* _How to complete this task_
Look below for the line containing "Query: thunderbird script emblem"; from there, print each line exactly up to and including the line containing "Provide one point per instance of the chrome trim", and stop.

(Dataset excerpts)
----
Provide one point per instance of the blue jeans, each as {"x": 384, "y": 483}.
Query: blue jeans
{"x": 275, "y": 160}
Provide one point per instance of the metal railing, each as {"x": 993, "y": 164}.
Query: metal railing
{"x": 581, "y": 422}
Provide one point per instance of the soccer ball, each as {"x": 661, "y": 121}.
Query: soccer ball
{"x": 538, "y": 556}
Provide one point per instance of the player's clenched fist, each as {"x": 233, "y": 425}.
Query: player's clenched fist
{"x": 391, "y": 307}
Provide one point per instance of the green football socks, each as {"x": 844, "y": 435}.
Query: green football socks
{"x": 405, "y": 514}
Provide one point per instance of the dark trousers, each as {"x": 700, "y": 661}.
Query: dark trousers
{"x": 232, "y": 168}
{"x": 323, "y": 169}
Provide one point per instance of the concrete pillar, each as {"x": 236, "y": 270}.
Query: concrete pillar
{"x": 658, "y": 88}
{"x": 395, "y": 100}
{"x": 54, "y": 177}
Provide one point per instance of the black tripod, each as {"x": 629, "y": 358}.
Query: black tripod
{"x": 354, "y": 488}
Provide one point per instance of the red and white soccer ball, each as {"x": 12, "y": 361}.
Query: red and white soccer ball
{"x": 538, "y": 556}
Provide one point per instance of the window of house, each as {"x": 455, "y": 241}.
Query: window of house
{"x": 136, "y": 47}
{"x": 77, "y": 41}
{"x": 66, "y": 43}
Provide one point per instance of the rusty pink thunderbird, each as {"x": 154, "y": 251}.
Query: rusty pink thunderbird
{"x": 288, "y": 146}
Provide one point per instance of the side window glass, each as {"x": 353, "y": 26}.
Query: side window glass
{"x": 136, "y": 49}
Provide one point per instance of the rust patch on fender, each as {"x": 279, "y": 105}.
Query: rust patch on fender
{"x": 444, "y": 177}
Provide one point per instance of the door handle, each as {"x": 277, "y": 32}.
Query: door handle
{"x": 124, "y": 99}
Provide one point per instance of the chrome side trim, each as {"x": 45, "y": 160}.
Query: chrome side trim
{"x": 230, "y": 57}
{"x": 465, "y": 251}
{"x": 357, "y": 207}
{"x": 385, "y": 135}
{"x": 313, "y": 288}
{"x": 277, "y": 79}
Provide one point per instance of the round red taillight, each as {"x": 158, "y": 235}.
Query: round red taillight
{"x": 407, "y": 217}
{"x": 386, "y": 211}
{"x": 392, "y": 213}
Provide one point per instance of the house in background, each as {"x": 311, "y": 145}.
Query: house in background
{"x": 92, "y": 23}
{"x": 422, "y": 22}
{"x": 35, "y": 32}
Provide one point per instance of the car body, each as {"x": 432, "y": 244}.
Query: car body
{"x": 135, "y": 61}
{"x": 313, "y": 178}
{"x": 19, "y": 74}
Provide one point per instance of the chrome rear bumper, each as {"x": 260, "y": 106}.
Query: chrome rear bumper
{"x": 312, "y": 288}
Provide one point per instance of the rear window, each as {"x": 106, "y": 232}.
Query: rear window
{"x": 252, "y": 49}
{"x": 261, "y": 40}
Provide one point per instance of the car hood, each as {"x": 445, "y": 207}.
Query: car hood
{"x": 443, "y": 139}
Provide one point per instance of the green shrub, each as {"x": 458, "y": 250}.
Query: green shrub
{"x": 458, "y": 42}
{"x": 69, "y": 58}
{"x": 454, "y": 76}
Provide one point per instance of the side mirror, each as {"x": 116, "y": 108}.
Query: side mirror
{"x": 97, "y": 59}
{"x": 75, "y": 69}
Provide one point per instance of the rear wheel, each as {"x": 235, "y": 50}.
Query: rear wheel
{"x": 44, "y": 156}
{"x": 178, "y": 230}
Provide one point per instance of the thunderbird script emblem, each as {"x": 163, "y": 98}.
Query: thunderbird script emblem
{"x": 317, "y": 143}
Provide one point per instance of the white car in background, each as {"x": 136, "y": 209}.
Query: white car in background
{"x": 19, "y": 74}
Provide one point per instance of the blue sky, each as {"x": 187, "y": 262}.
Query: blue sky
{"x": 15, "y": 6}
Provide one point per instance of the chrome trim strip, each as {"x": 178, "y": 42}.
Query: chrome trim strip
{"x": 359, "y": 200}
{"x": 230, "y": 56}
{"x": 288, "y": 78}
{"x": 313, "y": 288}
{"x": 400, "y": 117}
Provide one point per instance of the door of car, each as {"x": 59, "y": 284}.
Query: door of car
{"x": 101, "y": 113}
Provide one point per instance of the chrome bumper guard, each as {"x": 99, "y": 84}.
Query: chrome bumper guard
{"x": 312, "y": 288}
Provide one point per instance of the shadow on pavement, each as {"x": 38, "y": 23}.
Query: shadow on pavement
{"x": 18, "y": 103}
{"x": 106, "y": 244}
----
* _Written answer_
Query: thunderbird script emblem
{"x": 317, "y": 143}
Provide one point per instance of the white car in background, each as {"x": 136, "y": 209}.
Query: white car in background
{"x": 19, "y": 74}
Provide one point per instance of the blue sky, each as {"x": 187, "y": 262}.
Query: blue sky
{"x": 15, "y": 6}
Provide one point per instance of the chrome trim strip, each as {"x": 178, "y": 42}.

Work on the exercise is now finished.